> [Selected passage]:
══════════════════════════════
- Original Cast Recording
- Music: Cy Coleman
- Lyrics: Ira Gasman
- Book: David Newman Ira Gasman Cy Coleman
- Productions: 1990 Off-Broadway 1997 Broadway 2017 London
- Awards: Drama Desk Award for Outstanding Musical Outer Critics Circle Award for Outstanding New Broadway Musical

= The Life (musical) =

The Life is a musical with a book by David Newman, Ira Gasman and Cy Coleman, music by Coleman, and lyrics by Gasman.

Based on an original idea by Gasman, the show explores the underbelly of Times Square's 42nd Street, inhabited by pimps and prostitutes, druggies and dealers, and runaways and street people in the era prior to its Disneyfication.

== Background ==
Ira Gasman recalls walking on 42nd Street (in New York City) and seeing an arrest: "What theatre, I thought, right there in the street! It got me thinking about this show." After the Off-Broadway production in 1990, in 1994 Coleman and Gasman asked David Newman to help rewrite the show. Newman stated that, "Whatever it was back when they did the workshop, it's totally different now ..." Coleman brought in the director Michael Blakemore, who "steered the show along a tightrope, careful not to fall into the seediness below, toward a common humanity to which audiences can relate."

== Productions ==
The show was first produced at the Off-Broadway Westbeth Theatre, running from July 30, 1990 to August 16, 1990. Joe Layton directed and choreographed, with a cast that featured Chuck Cooper, Lillias White, Lori Fischer and Mamie Duncan-Gibbs.

The Broadway production, directed by Michael Blakemore, opened on April 26, 1997, at the Ethel Barrymore Theatre, where it closed on June 7, 1998, after 466 performances and 21 previews. Among the large cast were Pamela Isaacs, Chuck Cooper, Bellamy Young, Lillias White, and Sam Harris, winner of the first Star Search television competition in 1984. Choreography was by Joey McKneely, scenic design by Robin Wagner, costume design by Martin Pakledinaz, and lighting design by Richard Pilbrow.

White and Cooper both won 1997 Tony Awards for their performances in this production as Featured Actress in a Musical and Featured Actor in a Musical, respectively.
══════════════════════════════
> [Problem set]:
**1)** Translate this sentence from the text about The Life into Spanish: "The Life is a musical with a book by David Newman, Ira Gasman and Cy Coleman, music by Coleman, and lyrics by Gasman."
**2)** Please reproduce the passage of the text about The Life that begins at the words "- Original Cast" and stops after "to its Disneyfication.".
Rely only on the text about The Life.
══════════════════════════════
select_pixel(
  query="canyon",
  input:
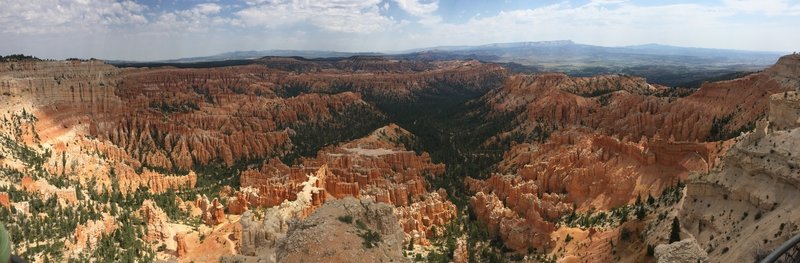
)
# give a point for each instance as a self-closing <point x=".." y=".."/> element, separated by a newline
<point x="288" y="159"/>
══════════════════════════════
> [Solutions for each task]:
**1)** The Life es un musical con libreto de David Newman, Ira Gasman y Cy Coleman, música de Coleman y letras de Gasman.

**2)**
- Original Cast Recording
- Music: Cy Coleman
- Lyrics: Ira Gasman
- Book: David Newman Ira Gasman Cy Coleman
- Productions: 1990 Off-Broadway 1997 Broadway 2017 London
- Awards: Drama Desk Award for Outstanding Musical Outer Critics Circle Award for Outstanding New Broadway Musical

= The Life (musical) =

The Life is a musical with a book by David Newman, Ira Gasman and Cy Coleman, music by Coleman, and lyrics by Gasman.

Based on an original idea by Gasman, the show explores the underbelly of Times Square's 42nd Street, inhabited by pimps and prostitutes, druggies and dealers, and runaways and street people in the era prior to its Disneyfication.